▶ _WHAT YOU NEED TO DO_
From the thread below on parametrizing an implicitly defined plane curve, quote the stretch that begins with the words containing "I have a simple" and ends with "by equation (1).".

▶ _PASSAGE_

— start —

I have a simple relation that I need to plot in a plane. I could do it, but I believe that I don't get the best way. A plane curve is defined implicitely by the following equation : \begin{equation}\tag{1} \cos{\chi} + \sin{\eta} = \sqrt{f} \; \cos{\eta}, \end{equation} where $f$ is a positive constant. I need to plot the curve in the $(\chi, \eta)$ plane. It's easy to invert the relation above (expressing $\chi$ as a function of $\eta$ is simpler but isn't well adapted to the curve) : \begin{equation} \tag{2} \sin{\eta} = g_f(\chi) \equiv \frac{\sqrt{f^2 + f \, \sin^2{\chi}} - \cos{\chi}}{1 + f}, \end{equation} so I could define a parametric version of equation (1) above : \begin{equation} \tag{3} (\chi, \; \arcsin{g_f(\chi)}), \end{equation} This does the job. However, I strongly suspect there's a simpler parametrisation of the same curve, represented by equation (1).
So the question is what is the best or simplest parametrisation $(\chi(s), \; \eta(s))$ of the equation (1) above ?
EDIT : Take note that $\chi$ is only defined on the interval $-\pi$ to $\pi$. Also : $-\frac{\pi}{2} < \eta < \frac{\pi}{2}$.
Your equation can be rearranged to $$ \cos\chi = \sqrt{f}\cos\eta - \sin\eta. \tag{1} $$ Let $\phi$ be an angle (unique up to an added integer multiple of $2\pi$) satisfying $$ \cos\phi = \sqrt{\frac{f}{f + 1}},\qquad \sin\phi = \frac{1}{\sqrt{f + 1}}. $$ By the sum formula for cosine, (1) becomes $$ \cos\chi = \sqrt{f + 1}(\cos\phi \cos\eta - \sin\phi \sin\eta) = \sqrt{f + 1} \cos(\phi + \eta). $$ This can be written $$ \eta = -\phi + \arccos\left(\frac{\cos\chi}{\sqrt{f + 1}}\right). $$

— end —

▶ _DATA SHOWN_
— start —

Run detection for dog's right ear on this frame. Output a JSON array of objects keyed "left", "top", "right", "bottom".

— end —
— start —

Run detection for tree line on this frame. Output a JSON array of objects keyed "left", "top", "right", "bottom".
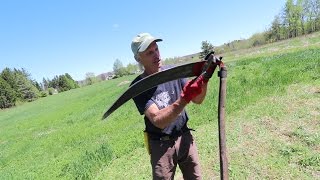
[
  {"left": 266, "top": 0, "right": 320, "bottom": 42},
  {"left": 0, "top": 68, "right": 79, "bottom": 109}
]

— end —
— start —

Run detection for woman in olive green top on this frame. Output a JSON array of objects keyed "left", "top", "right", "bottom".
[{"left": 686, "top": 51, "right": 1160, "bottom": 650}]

— end —

▶ _THE RESULT_
I have a simple relation that I need to plot in a plane. I could do it, but I believe that I don't get the best way. A plane curve is defined implicitely by the following equation : \begin{equation}\tag{1} \cos{\chi} + \sin{\eta} = \sqrt{f} \; \cos{\eta}, \end{equation} where $f$ is a positive constant. I need to plot the curve in the $(\chi, \eta)$ plane. It's easy to invert the relation above (expressing $\chi$ as a function of $\eta$ is simpler but isn't well adapted to the curve) : \begin{equation} \tag{2} \sin{\eta} = g_f(\chi) \equiv \frac{\sqrt{f^2 + f \, \sin^2{\chi}} - \cos{\chi}}{1 + f}, \end{equation} so I could define a parametric version of equation (1) above : \begin{equation} \tag{3} (\chi, \; \arcsin{g_f(\chi)}), \end{equation} This does the job. However, I strongly suspect there's a simpler parametrisation of the same curve, represented by equation (1).